Begin EXCERPTED DATA
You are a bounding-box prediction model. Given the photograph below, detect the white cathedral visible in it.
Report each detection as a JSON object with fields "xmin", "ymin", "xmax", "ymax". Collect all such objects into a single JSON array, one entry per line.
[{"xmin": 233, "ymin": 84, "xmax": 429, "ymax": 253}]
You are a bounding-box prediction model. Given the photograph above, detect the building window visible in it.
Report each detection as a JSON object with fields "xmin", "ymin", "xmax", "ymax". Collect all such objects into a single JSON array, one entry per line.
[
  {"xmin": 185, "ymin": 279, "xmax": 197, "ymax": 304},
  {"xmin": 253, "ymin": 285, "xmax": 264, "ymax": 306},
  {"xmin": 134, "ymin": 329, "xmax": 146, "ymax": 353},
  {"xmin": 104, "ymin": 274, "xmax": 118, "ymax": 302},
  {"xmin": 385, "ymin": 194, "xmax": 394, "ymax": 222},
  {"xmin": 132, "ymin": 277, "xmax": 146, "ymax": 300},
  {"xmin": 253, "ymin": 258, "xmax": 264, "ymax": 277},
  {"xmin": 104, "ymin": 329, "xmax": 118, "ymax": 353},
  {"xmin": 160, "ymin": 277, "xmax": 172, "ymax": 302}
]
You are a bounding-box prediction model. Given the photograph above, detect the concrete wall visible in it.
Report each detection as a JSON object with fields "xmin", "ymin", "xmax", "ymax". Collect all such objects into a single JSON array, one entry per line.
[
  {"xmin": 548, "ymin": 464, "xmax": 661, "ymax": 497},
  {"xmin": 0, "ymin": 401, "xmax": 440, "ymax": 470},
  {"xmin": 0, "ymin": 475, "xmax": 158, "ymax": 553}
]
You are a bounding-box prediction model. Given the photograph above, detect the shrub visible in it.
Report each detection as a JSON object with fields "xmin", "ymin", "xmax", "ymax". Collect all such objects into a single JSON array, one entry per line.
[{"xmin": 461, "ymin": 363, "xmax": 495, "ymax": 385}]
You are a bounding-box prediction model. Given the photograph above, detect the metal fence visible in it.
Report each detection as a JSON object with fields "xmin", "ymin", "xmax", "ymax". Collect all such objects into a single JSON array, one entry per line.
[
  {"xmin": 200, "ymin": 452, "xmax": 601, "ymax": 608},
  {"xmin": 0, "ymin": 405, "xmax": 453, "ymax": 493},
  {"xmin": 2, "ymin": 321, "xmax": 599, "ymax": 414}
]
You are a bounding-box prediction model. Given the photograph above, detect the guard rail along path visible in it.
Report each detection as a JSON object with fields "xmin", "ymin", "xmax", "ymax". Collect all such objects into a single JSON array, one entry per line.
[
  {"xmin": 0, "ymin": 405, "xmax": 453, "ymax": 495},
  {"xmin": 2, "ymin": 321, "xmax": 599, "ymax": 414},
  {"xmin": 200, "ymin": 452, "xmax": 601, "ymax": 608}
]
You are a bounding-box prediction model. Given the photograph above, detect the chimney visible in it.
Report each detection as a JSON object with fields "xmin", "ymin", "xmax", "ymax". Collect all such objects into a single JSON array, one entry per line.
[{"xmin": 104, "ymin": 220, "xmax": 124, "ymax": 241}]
End EXCERPTED DATA
Reproduce every line of the data above verbatim, without any changes.

CORRECT OUTPUT:
You are a bounding-box prediction model. Given the photograph below, detect the white cathedral visible in it.
Report each detection as a JSON object with fields "xmin", "ymin", "xmax", "ymax". Collect all such objects into a single JSON array, one entry per line.
[{"xmin": 233, "ymin": 84, "xmax": 429, "ymax": 253}]
You are a bounding-box prediction model. Given the photograph above, detect the building window visible in it.
Report each detection as a JSON object with fields "xmin", "ymin", "xmax", "ymax". Collect all such objects into a single JSON array, one entry per line.
[
  {"xmin": 185, "ymin": 279, "xmax": 197, "ymax": 304},
  {"xmin": 253, "ymin": 285, "xmax": 264, "ymax": 306},
  {"xmin": 134, "ymin": 329, "xmax": 146, "ymax": 353},
  {"xmin": 104, "ymin": 274, "xmax": 118, "ymax": 302},
  {"xmin": 385, "ymin": 194, "xmax": 394, "ymax": 222},
  {"xmin": 132, "ymin": 277, "xmax": 146, "ymax": 300},
  {"xmin": 253, "ymin": 258, "xmax": 264, "ymax": 277},
  {"xmin": 104, "ymin": 329, "xmax": 118, "ymax": 353},
  {"xmin": 160, "ymin": 277, "xmax": 172, "ymax": 302}
]
You are a bounding-box prediction model. Given the photograph above, detect the concrete wall visible in it.
Report each detection as a JSON object with fields "xmin", "ymin", "xmax", "ymax". Collect all such objects into a single JSON array, one entry per line.
[
  {"xmin": 548, "ymin": 464, "xmax": 661, "ymax": 497},
  {"xmin": 0, "ymin": 401, "xmax": 440, "ymax": 470},
  {"xmin": 0, "ymin": 475, "xmax": 158, "ymax": 553}
]
You are a bounding-box prediction model. Given the photograph above, detect the shrub visible in it.
Report each detection as a JSON object with fields "xmin", "ymin", "xmax", "ymax". Collect all such objects into a single JSON array, one entry per line.
[{"xmin": 461, "ymin": 363, "xmax": 495, "ymax": 385}]
You are a bounding-box prediction model. Given the photograph above, detect the metal fence visible in it.
Report each detection as a JSON object with fields "xmin", "ymin", "xmax", "ymax". Collect all such objects into a single JSON array, one entry per line.
[
  {"xmin": 200, "ymin": 452, "xmax": 601, "ymax": 608},
  {"xmin": 0, "ymin": 405, "xmax": 453, "ymax": 493},
  {"xmin": 2, "ymin": 321, "xmax": 599, "ymax": 414}
]
You are a bounding-box prediction model. Given the photograph above, detect the guard rail along path visible in it.
Report each detection as a JSON object with fields "xmin", "ymin", "xmax", "ymax". Collect all such objects into a single JSON array, one entry per line.
[
  {"xmin": 0, "ymin": 405, "xmax": 453, "ymax": 495},
  {"xmin": 2, "ymin": 321, "xmax": 599, "ymax": 414},
  {"xmin": 200, "ymin": 452, "xmax": 601, "ymax": 608}
]
You are a bounding-box prediction model. Given the photograph above, detect the chimney visible in it.
Report each detection as a JSON object with fields "xmin", "ymin", "xmax", "ymax". Collect all such objects into a single JSON array, one entry per line.
[{"xmin": 104, "ymin": 220, "xmax": 124, "ymax": 241}]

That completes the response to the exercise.